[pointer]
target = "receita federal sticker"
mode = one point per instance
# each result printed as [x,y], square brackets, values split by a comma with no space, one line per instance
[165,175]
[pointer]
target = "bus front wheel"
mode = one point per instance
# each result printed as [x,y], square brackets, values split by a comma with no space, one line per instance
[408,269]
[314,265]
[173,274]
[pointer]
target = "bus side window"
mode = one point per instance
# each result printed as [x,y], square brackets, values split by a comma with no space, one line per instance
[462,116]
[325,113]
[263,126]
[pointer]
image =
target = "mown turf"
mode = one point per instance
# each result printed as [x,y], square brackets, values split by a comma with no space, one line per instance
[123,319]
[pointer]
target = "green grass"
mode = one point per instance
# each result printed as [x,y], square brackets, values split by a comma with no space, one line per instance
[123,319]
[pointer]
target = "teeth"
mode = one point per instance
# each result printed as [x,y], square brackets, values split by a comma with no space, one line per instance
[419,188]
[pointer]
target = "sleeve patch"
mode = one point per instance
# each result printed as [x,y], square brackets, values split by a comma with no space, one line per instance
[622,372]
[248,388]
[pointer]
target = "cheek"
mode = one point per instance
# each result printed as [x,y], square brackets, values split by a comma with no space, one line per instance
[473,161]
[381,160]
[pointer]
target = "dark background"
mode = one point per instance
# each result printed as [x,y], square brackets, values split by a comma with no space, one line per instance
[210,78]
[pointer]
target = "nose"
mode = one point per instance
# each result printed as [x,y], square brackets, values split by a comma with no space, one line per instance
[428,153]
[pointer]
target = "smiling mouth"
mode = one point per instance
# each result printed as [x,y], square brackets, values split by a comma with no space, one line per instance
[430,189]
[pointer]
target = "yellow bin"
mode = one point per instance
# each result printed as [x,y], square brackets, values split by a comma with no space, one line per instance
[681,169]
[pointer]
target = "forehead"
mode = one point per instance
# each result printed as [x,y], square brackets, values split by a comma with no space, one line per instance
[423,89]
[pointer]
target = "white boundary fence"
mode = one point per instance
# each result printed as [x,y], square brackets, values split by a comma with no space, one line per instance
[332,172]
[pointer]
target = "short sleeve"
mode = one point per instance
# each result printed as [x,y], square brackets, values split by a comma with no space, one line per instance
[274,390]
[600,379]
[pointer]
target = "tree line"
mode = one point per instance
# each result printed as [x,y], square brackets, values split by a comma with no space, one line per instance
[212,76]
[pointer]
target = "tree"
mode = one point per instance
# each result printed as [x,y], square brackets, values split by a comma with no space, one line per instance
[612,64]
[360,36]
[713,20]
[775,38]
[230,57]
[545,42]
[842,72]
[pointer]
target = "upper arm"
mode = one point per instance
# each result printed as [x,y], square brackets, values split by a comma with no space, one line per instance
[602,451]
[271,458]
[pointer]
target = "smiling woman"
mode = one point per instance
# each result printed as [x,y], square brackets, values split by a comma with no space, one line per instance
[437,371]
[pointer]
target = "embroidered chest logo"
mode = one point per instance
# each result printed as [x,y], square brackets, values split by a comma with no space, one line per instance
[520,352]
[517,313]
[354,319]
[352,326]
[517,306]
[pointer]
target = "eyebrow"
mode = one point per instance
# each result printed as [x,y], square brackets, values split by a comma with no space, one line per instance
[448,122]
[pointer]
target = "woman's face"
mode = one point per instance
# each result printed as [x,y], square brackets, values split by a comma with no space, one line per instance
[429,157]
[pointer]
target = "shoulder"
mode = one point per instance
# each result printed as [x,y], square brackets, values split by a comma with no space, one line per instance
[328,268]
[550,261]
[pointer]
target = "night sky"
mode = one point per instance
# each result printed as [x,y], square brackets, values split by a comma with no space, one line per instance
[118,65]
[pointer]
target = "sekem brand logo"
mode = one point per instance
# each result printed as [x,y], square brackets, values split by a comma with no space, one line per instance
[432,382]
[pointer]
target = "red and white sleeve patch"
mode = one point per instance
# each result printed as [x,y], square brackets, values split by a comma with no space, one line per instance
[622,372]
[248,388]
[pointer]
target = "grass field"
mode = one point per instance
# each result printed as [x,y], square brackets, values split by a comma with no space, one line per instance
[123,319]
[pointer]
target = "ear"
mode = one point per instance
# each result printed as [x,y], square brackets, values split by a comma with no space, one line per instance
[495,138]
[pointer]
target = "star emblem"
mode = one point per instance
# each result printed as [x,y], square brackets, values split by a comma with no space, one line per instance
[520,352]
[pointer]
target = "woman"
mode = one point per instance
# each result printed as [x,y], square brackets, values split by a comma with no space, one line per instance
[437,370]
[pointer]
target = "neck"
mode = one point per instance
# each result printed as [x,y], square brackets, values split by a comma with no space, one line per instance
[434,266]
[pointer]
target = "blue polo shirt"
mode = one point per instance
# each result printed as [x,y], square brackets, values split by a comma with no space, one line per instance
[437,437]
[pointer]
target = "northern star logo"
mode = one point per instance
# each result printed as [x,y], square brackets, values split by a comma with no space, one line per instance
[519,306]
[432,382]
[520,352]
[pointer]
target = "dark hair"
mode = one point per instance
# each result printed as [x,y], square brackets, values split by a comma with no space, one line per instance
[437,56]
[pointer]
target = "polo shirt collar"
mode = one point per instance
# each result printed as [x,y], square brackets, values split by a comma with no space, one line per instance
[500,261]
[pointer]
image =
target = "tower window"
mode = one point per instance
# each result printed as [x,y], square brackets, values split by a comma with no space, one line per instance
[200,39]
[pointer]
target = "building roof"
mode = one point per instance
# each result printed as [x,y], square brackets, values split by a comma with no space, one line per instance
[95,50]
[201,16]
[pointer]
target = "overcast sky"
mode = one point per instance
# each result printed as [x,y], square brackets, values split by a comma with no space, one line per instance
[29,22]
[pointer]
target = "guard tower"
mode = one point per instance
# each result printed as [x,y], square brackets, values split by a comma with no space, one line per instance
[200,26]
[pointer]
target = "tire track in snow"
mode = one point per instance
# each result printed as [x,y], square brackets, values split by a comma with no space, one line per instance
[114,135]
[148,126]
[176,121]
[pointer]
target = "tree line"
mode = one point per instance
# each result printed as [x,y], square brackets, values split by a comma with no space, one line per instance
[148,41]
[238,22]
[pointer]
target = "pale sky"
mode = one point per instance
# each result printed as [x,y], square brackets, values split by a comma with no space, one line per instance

Activity
Every line in the records above that contains the word "window" is to be copied out.

Response to the task
target = "bus side window"
target = "tower window"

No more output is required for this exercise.